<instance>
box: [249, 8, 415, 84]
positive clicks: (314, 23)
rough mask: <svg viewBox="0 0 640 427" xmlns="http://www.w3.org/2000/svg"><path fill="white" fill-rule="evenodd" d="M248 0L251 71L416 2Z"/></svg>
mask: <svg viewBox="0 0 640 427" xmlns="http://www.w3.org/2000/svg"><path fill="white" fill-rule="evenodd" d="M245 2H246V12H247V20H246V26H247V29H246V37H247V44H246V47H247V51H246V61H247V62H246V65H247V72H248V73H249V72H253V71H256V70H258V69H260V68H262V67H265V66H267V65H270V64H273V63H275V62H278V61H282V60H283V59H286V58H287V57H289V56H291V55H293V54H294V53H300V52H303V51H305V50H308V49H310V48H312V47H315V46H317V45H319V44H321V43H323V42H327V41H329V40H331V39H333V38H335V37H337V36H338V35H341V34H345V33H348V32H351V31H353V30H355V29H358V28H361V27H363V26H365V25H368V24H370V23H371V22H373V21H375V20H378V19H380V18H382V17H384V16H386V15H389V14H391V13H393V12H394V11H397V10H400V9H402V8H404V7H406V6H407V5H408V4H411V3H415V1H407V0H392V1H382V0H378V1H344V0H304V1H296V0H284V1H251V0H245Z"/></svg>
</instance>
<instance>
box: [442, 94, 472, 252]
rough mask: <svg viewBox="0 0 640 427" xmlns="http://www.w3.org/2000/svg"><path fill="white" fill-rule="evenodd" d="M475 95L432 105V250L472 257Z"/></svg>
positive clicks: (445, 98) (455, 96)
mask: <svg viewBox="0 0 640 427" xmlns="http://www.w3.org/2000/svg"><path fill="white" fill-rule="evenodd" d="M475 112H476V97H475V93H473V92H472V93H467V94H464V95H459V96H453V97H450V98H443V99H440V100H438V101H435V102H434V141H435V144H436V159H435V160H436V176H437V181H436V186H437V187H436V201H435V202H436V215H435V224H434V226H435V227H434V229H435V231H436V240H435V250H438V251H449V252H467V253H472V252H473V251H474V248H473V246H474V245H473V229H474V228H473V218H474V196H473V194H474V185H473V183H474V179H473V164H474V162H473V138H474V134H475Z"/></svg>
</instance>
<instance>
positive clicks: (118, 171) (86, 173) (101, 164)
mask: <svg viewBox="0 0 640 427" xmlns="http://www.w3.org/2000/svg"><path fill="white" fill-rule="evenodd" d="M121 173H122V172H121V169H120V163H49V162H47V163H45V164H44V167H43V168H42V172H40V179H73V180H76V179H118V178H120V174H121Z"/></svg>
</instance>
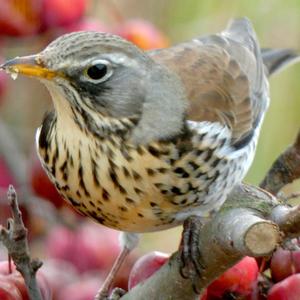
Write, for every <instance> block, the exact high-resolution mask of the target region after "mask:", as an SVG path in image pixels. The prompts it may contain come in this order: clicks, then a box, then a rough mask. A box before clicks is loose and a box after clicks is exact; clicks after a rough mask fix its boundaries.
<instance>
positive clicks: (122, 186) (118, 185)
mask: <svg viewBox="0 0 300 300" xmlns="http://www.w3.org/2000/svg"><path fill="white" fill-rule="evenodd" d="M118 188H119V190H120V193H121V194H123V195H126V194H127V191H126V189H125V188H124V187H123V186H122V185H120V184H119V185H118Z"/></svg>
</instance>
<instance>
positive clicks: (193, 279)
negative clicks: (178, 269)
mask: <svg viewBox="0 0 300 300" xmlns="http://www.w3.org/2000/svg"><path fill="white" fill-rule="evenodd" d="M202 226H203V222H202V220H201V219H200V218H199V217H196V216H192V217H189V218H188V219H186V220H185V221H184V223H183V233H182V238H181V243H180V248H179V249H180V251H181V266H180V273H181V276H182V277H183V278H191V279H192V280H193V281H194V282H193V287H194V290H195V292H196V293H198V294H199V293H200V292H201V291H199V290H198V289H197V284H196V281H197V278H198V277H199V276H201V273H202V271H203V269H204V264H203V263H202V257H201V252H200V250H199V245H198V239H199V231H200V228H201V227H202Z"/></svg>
——
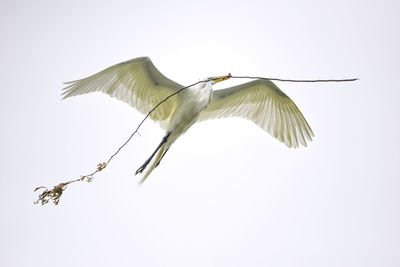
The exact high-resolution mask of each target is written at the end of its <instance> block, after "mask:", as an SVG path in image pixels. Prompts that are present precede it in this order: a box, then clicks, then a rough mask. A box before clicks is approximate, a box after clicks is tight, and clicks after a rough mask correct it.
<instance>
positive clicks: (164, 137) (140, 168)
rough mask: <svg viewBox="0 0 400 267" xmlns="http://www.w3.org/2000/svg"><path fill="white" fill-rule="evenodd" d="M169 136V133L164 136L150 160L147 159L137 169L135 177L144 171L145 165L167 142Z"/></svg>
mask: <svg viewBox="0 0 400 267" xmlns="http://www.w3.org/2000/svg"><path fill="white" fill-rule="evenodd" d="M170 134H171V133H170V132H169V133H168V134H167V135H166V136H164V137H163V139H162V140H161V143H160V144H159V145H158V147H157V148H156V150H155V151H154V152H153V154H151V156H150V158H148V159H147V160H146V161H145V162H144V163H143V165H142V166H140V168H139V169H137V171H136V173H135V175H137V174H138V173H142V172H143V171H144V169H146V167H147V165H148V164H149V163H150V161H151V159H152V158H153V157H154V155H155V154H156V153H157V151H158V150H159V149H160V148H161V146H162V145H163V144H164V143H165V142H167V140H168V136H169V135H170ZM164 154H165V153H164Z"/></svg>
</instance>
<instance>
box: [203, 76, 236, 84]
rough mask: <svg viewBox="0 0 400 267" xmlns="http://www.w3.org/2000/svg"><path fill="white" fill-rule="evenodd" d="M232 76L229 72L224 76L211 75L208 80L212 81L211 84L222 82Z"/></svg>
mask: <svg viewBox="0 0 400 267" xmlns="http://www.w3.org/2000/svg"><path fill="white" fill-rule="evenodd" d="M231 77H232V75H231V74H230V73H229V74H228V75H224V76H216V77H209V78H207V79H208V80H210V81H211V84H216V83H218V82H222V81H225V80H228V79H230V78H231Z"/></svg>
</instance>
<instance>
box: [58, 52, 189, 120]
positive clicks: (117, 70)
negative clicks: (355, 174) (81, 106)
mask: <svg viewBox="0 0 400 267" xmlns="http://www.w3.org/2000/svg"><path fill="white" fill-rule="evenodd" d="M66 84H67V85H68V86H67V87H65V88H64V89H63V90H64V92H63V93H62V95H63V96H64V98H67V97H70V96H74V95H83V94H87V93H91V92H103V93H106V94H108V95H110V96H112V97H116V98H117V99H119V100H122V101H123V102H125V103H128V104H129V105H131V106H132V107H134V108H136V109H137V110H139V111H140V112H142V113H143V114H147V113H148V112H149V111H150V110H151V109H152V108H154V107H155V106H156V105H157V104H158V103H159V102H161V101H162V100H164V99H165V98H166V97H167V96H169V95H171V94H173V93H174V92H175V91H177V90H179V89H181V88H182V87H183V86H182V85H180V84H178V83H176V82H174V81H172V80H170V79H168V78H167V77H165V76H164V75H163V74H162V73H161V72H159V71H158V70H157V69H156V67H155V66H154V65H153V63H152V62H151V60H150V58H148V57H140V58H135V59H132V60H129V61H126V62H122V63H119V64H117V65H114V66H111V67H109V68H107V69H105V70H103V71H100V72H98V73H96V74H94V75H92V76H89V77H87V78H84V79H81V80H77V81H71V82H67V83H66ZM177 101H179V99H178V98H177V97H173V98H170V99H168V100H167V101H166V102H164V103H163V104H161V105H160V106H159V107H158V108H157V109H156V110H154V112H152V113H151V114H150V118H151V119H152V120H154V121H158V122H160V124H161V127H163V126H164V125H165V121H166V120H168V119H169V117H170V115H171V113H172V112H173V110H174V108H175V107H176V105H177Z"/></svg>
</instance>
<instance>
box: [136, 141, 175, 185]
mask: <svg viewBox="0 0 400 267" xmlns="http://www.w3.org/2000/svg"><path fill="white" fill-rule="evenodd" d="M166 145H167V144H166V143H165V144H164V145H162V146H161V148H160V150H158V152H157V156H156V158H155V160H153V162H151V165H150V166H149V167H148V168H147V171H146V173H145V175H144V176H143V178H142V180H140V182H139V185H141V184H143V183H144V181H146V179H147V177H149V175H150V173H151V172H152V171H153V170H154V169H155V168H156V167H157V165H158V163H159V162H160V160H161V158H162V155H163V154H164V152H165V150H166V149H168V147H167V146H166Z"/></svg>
——
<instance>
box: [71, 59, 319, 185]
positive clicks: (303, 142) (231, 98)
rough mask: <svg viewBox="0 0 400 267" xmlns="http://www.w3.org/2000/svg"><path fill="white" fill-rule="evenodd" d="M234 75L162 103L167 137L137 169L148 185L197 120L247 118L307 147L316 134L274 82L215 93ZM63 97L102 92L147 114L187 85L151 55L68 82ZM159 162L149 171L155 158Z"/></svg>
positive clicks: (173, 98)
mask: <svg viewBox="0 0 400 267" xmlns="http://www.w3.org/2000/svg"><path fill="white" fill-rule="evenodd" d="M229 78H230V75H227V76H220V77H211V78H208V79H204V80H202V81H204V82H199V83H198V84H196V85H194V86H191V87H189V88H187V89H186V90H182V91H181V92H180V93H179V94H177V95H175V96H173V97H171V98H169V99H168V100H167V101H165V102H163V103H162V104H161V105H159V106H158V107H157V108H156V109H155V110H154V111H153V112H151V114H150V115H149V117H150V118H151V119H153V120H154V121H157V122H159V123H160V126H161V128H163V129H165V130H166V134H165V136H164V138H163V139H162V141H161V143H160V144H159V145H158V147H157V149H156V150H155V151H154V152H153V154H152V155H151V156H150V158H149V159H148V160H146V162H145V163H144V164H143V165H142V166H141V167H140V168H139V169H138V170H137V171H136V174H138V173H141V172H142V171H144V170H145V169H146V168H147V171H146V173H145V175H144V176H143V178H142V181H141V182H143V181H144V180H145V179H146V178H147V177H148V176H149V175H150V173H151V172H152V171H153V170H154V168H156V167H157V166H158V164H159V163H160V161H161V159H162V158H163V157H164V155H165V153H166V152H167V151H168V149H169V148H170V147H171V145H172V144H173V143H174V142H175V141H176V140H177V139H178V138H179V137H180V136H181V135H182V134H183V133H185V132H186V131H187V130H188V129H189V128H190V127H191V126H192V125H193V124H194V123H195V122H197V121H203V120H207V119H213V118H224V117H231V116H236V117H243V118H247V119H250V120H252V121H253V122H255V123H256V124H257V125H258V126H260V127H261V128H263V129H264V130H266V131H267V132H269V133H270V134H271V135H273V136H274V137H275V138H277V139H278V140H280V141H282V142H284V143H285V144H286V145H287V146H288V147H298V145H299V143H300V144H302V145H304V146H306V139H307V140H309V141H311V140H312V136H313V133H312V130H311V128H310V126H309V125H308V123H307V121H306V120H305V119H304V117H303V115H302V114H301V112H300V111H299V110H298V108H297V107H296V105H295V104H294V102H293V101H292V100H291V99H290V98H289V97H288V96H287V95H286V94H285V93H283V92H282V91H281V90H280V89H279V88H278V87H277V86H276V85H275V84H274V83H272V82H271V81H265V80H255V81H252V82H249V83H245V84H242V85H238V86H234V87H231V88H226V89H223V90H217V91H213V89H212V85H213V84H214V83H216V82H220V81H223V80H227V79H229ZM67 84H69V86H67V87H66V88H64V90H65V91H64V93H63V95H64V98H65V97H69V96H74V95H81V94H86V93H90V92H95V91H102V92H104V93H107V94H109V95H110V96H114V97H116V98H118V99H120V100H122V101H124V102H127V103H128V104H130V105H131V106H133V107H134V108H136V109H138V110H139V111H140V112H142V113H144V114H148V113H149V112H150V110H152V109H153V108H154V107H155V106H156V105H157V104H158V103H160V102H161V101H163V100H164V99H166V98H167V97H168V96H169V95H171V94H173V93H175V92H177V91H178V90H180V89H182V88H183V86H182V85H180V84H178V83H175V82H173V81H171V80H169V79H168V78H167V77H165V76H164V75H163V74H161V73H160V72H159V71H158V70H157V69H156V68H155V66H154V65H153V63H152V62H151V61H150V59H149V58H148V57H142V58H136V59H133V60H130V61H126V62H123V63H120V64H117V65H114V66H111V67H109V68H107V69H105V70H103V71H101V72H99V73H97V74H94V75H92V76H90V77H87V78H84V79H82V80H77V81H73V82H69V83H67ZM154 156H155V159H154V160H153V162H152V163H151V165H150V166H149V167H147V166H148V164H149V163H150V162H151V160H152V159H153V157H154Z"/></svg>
——
What is being asked: From the entries, count the lines that hold the string "pixels". Nothing but the number is needed.

Result for this exercise: 2